SUPPLIED DATA:
········

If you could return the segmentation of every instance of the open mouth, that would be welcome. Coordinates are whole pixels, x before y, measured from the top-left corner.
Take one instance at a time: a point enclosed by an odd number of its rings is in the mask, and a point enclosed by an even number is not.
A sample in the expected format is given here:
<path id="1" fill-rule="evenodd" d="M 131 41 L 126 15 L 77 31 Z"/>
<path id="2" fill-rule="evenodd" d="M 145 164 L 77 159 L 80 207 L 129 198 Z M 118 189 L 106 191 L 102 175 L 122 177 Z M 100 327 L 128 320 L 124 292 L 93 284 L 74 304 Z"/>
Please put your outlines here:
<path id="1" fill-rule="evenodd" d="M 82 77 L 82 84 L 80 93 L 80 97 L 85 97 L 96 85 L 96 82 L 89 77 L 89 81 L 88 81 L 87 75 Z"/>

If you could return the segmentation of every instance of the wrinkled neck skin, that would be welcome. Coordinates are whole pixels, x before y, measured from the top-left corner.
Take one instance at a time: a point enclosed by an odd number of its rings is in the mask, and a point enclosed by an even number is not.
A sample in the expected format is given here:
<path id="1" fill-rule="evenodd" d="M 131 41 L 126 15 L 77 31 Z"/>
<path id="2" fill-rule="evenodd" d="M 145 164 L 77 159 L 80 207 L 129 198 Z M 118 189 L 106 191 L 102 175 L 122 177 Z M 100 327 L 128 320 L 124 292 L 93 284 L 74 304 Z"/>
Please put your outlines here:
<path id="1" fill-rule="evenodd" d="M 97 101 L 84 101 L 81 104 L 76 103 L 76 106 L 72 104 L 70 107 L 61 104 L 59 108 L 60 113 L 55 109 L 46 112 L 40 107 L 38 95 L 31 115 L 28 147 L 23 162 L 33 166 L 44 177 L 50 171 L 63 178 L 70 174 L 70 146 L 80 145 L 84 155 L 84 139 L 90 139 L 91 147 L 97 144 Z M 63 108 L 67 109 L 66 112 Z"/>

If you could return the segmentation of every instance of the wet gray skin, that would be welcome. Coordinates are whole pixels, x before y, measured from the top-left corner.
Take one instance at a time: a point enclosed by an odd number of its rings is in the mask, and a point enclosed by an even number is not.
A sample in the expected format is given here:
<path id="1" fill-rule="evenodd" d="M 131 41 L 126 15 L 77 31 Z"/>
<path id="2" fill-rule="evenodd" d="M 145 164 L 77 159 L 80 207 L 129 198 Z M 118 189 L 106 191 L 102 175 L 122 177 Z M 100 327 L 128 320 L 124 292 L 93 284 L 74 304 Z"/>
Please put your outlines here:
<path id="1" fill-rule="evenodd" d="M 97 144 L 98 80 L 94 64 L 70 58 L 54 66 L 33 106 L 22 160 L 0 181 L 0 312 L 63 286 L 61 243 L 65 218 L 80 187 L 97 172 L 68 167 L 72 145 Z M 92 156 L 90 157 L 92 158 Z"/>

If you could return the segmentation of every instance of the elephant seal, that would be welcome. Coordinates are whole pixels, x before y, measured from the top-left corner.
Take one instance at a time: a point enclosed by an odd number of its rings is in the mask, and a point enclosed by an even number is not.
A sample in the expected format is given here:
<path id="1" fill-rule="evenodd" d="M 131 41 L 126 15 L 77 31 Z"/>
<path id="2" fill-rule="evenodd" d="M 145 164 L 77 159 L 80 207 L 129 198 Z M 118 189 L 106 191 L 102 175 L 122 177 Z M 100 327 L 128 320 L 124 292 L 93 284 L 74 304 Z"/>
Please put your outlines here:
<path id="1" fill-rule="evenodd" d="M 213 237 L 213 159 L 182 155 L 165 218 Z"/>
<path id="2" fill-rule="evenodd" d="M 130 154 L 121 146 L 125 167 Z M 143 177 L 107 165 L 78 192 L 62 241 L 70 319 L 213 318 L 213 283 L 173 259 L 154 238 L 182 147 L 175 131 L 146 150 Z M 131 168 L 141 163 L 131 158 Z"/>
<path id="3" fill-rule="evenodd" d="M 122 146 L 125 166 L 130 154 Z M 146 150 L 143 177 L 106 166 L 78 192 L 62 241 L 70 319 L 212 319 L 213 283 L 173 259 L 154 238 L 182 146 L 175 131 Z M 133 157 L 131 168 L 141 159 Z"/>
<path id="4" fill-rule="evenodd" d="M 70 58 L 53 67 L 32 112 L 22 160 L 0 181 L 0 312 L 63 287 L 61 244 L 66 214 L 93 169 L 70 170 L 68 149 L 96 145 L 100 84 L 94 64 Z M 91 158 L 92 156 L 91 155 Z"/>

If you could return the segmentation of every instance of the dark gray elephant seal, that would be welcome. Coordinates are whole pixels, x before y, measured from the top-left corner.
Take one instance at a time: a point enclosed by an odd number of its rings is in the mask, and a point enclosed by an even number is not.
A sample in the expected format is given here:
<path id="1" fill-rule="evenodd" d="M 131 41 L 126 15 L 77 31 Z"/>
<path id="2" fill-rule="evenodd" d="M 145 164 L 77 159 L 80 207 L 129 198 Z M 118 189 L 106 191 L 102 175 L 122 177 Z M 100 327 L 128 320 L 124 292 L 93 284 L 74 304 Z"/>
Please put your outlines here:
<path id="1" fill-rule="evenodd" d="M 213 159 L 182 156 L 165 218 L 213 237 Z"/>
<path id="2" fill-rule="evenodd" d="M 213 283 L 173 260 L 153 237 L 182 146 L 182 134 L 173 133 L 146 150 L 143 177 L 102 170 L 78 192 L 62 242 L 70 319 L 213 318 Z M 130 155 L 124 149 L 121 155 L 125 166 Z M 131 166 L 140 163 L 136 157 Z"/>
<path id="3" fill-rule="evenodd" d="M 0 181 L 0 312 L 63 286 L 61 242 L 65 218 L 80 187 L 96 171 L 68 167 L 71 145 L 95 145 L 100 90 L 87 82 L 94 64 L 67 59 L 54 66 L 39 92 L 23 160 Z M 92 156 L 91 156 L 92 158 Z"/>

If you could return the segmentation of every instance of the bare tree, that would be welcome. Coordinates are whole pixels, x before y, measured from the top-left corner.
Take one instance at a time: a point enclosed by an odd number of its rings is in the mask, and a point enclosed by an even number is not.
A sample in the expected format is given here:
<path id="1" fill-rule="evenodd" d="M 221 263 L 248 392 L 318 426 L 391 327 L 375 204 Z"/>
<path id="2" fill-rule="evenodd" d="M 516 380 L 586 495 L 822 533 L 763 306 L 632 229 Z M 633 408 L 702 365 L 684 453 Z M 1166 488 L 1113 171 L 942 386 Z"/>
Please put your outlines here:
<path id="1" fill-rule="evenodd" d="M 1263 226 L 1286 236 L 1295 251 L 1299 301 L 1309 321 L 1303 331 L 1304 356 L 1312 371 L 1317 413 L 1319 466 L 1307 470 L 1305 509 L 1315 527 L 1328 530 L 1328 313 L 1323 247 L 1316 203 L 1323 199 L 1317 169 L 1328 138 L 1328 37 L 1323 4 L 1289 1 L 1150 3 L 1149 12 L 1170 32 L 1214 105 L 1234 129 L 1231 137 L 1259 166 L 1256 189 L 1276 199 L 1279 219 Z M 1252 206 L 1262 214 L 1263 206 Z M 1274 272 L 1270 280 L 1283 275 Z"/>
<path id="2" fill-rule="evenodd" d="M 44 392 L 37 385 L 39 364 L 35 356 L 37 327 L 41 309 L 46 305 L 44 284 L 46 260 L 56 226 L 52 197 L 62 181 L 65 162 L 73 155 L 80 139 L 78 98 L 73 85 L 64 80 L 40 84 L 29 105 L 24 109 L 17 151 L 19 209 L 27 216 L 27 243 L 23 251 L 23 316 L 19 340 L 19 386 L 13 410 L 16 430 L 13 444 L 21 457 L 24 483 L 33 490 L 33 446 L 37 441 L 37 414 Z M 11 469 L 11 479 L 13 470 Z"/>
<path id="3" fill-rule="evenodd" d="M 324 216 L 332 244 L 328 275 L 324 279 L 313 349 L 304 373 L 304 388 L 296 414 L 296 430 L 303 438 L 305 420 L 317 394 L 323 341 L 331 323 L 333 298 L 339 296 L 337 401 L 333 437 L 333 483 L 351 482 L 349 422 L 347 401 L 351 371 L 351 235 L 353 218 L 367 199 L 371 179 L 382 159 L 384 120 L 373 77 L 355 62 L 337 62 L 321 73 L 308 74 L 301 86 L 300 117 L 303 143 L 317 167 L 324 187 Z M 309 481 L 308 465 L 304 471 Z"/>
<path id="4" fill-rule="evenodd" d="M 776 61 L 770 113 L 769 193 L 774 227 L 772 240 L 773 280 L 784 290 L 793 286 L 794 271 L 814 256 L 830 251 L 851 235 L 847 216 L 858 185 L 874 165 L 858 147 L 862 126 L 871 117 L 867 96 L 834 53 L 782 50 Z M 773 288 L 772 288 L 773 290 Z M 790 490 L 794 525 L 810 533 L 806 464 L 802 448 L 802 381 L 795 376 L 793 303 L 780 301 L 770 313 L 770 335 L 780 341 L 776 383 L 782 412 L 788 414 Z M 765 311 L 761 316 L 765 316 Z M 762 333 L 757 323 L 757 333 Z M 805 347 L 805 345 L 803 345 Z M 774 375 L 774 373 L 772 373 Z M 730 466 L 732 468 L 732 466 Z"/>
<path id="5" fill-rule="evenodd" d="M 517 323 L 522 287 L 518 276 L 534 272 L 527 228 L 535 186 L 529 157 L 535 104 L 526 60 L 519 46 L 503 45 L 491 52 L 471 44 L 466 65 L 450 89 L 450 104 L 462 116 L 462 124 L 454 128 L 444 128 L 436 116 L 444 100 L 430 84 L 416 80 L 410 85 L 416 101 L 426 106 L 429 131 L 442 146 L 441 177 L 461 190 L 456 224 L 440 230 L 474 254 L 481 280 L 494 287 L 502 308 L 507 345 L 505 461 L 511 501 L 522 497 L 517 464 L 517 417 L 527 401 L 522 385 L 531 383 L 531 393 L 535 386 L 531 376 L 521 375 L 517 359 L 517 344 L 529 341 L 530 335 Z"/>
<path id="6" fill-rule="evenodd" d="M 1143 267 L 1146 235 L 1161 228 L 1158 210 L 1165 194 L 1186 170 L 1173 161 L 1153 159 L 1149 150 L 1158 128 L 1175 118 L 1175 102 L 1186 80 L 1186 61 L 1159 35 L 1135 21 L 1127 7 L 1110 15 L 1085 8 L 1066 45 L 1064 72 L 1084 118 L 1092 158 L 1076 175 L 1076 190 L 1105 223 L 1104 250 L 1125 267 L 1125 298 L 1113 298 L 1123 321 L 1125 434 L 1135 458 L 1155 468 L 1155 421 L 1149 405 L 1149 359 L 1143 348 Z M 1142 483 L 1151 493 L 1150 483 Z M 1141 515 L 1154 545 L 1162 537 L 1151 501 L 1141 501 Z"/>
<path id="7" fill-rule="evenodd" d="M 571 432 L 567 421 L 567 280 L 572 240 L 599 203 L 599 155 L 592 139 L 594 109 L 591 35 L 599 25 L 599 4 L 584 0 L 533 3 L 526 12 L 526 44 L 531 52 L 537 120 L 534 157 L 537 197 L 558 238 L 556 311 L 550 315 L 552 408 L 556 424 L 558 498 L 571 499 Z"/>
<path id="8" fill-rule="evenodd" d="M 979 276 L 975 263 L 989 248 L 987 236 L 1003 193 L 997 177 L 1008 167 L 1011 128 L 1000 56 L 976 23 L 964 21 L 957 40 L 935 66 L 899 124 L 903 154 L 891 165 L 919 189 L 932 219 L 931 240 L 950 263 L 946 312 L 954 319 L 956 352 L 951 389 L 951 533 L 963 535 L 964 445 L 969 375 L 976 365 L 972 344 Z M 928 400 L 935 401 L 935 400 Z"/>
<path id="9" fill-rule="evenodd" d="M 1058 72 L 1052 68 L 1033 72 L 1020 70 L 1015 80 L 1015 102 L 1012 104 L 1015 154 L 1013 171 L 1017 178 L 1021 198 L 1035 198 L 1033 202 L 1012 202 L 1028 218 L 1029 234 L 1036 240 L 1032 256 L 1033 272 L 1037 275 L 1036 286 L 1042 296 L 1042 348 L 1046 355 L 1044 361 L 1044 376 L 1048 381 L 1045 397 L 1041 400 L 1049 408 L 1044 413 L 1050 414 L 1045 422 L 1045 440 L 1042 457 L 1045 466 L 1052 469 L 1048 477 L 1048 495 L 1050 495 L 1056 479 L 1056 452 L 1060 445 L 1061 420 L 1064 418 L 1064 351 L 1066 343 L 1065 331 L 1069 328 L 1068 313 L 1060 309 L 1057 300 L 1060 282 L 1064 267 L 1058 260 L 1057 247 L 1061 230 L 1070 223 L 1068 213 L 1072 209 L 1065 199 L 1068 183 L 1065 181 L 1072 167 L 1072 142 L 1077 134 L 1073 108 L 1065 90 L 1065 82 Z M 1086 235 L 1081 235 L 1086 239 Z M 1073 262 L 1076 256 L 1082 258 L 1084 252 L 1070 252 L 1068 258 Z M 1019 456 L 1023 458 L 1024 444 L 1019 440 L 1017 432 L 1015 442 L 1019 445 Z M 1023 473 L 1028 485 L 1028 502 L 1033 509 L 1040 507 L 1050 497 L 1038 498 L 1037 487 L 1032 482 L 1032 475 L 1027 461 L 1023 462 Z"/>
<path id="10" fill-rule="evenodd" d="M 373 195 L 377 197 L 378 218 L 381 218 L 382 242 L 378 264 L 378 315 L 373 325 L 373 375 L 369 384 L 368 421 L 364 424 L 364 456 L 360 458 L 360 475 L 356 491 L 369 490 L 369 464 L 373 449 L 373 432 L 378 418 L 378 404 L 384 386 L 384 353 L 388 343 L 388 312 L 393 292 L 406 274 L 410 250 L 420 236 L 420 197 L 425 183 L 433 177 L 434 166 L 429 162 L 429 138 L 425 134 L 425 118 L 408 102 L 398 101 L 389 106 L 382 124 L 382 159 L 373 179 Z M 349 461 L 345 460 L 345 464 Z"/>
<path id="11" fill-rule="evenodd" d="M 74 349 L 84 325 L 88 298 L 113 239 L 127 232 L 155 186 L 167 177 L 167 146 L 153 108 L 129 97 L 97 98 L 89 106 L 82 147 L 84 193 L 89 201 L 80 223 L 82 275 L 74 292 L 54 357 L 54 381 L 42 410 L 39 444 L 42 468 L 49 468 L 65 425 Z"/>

········

TASK REQUIREMENTS:
Can you reproduce only the lines starting with the one containing "of the dark" and going on through the one containing "159 L 182 156", switching "welcome" to "appreciated" and leaving everything else unchanged?

RESPONSE TO THIS EXERCISE:
If you could return the segmentation of every instance of the dark gray elephant seal, that would be appreciated. Coordinates are whole pixels, x before y, measured from the top-left corner.
Take one instance at a time: a point enclosed by an odd number of its rings is in the mask, and a point enclosed by an even number is not.
A sample in the expected format is given here:
<path id="1" fill-rule="evenodd" d="M 131 41 L 126 15 L 77 31 Z"/>
<path id="2" fill-rule="evenodd" d="M 145 164 L 77 159 L 80 207 L 129 198 Z M 118 189 L 106 191 L 102 175 L 122 177 Z M 100 327 L 128 320 L 124 292 L 93 284 L 74 304 Z"/>
Please put your outlines here:
<path id="1" fill-rule="evenodd" d="M 213 159 L 182 156 L 165 218 L 213 237 Z"/>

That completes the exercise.